ページ抜粋:
■ ■ ■ ■
Sequence-dependent DNA deformability studied using molecular dynamics simulations

分子動力学計算によるDNAの配列に依存した構造変形能解析

藤井 聡*; 河野 秀俊; 竹中 繁織*; 郷 信広; 皿井 明倫*

Fujii, Satoshi*; Kono, Hidetoshi; Takenaka, Shigeori*; Go, Nobuhiro; Sarai, Akinori*

タンパク質がDNAを認識するには、DNAとの水素結合や静電相互作用による直接的な認識とDNAの構造特性に由来した間接的な認識がある。われわれは、後者の間接的な認識を定量化するために、DNAの構造特性を分子動力学計算によって調べた。結果、これまで2塩基対で特徴づけられていた構造は、その特性を記述するのに不十分であること、塩基対の配列依存性が2つ先の塩基対までかなり影響することなどを示した。さらに、間接認識ポテンシャルを作成し、それが細胞内で見られるDNAのヌクレオソーム構造形領域を予測できることを示した。

Proteins recognize specific DNA sequences not only through direct contact between amino acids and bases, but also indirectly based on the sequence-dependent conformation and deformability of the DNA (indirect readout). We used molecular dynamics simulations to analyze the sequence-dependent DNA conformations of all 136 possible tetrameric sequences sandwiched between CGCG sequences. The deformability of dimeric steps obtained by the simulations is consistent with that by the crystal structures. The simulation results further showed that the conformation and deformability of the tetramers can highly depend on the flanking base-pairs. The conformations of xATx tetramers show the most rigidity and are not affected by the flanking base-pairs and the xYRx show by contrast the greatest flexibility and change their conformations depending on the base-pairs at both ends, suggesting tetramers with the same central dimer can show different deformabilities. These results suggest that analysis of dimeric steps alone may overlook some conformational features of DNA and provide insight into the mechanism of indirect readout during protein-DNA recognition. Moreover, the sequence dependence of DNA conformation and deformability may be used to estimate the contribution of indirect readout to the specificity of protein-DNA recognition as well as nucleosome positioning and large-scale behavior of nucleic acids.
■ ■ ■ ■
作業指示:
- a) ページ抜粋のうち、「Fujii, Satoshi*; Kono, Hidetoshi;」で始まり「域を予測できることを示した。」で終わる部分を一字一句たがえずに書き写せ。
- b) DNA変形能に関するページ抜粋をもとに、次の問いに答えよ。
(i) 分子動力学シミュレーションで解析された4塩基配列は全部でいくつか。
(ii) それらの4塩基配列の両側をはさんでいた配列は何か。
(iii) 最も剛直で、隣接する塩基対の影響を受けないとされた4量体はどれか。
- c) ページ抜粋では、2塩基対のステップだけを解析するとDNA構造の特徴を見落とすおそれがあるとしている。その理由を1〜3文で説明せよ。

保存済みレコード
■ ■ ■ ■
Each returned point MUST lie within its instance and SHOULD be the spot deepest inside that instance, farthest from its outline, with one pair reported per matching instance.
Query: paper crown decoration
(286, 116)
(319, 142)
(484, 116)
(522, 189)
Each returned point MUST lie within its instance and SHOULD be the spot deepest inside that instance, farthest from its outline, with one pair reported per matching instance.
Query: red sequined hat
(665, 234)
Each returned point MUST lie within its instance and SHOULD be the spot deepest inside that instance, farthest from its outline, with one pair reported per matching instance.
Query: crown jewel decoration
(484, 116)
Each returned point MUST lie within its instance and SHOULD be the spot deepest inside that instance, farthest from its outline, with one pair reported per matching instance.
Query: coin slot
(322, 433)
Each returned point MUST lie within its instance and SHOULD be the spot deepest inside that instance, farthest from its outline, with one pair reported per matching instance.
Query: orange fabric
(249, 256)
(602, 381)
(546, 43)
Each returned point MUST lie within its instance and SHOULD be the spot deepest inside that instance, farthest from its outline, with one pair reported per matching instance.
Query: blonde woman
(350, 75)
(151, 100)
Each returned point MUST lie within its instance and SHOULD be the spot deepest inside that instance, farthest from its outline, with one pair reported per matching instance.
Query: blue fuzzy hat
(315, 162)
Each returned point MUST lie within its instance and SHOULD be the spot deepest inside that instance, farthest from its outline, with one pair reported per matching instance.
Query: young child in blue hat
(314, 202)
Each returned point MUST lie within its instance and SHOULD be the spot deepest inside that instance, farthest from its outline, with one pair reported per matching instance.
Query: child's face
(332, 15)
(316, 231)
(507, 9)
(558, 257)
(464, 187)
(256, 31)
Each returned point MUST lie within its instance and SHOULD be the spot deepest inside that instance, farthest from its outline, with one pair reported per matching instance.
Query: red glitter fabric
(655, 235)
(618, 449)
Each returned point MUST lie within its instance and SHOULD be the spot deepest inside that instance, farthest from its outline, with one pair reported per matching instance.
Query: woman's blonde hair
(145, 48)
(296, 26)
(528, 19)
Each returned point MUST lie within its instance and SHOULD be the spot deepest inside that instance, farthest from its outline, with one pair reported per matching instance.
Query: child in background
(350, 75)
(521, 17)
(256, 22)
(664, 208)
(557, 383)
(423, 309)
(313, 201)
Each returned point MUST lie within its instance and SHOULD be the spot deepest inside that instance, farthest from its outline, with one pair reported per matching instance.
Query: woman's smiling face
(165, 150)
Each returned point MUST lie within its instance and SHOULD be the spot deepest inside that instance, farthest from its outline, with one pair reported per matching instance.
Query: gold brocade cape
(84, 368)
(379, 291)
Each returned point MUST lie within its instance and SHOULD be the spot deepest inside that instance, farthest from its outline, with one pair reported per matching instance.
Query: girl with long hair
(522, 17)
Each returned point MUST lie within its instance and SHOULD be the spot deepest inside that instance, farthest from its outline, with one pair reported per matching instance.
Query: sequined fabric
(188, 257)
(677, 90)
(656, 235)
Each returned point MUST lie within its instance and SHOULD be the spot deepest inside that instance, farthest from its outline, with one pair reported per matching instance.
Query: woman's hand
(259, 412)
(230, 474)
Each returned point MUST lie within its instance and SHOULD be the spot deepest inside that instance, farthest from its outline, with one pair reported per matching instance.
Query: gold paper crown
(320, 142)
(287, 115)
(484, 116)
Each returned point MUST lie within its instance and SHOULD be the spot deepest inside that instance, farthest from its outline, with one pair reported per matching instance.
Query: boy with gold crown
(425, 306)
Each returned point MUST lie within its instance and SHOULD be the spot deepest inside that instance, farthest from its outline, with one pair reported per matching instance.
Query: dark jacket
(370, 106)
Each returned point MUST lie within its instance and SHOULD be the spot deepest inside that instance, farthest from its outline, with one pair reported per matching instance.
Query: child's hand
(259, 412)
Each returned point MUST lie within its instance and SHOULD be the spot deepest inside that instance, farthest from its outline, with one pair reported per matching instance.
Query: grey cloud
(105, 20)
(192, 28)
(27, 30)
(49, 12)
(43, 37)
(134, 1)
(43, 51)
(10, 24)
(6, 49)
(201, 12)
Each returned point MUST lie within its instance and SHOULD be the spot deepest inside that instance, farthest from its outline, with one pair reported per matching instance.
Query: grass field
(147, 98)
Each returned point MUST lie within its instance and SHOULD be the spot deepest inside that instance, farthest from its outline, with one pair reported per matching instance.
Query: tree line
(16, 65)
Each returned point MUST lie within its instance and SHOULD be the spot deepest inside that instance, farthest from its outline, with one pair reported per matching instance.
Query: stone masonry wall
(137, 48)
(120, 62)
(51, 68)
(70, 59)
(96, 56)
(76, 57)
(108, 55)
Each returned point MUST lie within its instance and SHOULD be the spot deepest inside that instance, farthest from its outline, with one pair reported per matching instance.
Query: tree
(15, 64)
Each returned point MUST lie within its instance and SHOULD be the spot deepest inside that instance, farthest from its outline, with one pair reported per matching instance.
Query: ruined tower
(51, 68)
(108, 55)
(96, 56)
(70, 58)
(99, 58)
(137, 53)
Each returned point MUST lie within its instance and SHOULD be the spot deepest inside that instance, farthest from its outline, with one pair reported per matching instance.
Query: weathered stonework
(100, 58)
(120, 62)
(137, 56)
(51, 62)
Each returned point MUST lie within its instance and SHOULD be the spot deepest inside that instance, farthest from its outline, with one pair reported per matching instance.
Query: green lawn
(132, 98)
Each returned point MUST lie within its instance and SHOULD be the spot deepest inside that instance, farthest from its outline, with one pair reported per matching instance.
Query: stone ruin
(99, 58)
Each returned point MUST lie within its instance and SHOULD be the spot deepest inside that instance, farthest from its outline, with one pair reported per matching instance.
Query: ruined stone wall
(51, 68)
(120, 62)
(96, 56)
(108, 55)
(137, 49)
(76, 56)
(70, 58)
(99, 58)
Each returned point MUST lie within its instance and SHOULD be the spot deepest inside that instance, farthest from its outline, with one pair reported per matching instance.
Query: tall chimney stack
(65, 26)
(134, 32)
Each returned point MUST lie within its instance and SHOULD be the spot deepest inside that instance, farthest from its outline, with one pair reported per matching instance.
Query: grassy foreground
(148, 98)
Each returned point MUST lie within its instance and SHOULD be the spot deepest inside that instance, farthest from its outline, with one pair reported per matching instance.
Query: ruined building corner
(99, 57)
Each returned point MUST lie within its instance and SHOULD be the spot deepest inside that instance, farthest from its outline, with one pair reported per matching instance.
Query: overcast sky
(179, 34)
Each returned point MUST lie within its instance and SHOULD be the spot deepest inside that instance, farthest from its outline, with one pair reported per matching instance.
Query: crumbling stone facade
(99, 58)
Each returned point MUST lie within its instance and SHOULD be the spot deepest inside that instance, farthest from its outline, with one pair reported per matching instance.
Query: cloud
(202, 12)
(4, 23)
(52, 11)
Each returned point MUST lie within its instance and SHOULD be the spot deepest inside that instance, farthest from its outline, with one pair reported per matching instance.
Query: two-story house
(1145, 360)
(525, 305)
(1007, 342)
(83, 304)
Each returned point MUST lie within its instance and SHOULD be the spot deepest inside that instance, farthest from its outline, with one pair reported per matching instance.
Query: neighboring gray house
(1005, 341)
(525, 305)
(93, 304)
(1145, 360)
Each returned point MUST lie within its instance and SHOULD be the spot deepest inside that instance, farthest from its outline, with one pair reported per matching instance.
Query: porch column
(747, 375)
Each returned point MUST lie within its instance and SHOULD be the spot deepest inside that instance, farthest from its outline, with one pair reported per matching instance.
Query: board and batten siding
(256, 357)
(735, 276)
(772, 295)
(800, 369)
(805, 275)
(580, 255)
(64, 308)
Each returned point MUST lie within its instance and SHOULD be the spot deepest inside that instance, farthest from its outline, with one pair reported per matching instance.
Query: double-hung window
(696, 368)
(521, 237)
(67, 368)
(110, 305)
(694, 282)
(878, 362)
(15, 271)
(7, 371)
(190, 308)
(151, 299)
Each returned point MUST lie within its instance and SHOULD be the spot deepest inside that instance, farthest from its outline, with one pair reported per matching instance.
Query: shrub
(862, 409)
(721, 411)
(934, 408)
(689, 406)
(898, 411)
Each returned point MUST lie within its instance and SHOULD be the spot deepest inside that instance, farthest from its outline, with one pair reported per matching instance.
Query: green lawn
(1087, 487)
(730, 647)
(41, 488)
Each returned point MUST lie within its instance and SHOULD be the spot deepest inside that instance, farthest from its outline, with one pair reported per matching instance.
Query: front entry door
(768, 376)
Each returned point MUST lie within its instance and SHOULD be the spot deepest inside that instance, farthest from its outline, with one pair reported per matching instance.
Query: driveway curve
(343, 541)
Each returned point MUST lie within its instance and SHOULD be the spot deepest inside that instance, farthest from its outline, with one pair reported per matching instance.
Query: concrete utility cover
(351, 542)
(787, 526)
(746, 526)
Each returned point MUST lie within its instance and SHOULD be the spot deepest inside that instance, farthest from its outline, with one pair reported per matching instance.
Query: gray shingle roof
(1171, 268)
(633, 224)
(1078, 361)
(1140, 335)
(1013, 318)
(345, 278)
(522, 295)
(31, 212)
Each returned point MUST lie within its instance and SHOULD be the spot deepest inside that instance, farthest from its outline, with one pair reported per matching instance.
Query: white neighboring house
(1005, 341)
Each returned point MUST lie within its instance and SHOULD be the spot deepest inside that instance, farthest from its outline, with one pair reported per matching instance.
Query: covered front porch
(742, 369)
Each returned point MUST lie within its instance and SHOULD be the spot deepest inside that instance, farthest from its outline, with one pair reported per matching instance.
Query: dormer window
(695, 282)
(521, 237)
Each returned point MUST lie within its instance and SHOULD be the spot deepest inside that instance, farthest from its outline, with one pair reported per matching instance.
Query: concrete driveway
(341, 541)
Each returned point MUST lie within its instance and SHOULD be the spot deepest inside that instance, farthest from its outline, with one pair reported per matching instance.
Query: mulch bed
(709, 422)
■ ■ ■ ■
回答一覧:
- a)
Fujii, Satoshi*; Kono, Hidetoshi; Takenaka, Shigeori*; Go, Nobuhiro; Sarai, Akinori*

タンパク質がDNAを認識するには、DNAとの水素結合や静電相互作用による直接的な認識とDNAの構造特性に由来した間接的な認識がある。われわれは、後者の間接的な認識を定量化するために、DNAの構造特性を分子動力学計算によって調べた。結果、これまで2塩基対で特徴づけられていた構造は、その特性を記述するのに不十分であること、塩基対の配列依存性が2つ先の塩基対までかなり影響することなどを示した。さらに、間接認識ポテンシャルを作成し、それが細胞内で見られるDNAのヌクレオソーム構造形領域を予測できることを示した。

- b)
(i) 136通り
(ii) CGCG配列
(iii) xATx

- c) シミュレーションにより、4量体の構造と変形能が両側に隣接する塩基対に大きく依存しうることが示された。特にxYRxは最も柔軟で、両端の塩基対に応じて構造を変える。そのため、中央の2塩基対が同じ4量体でも変形能が異なりうる。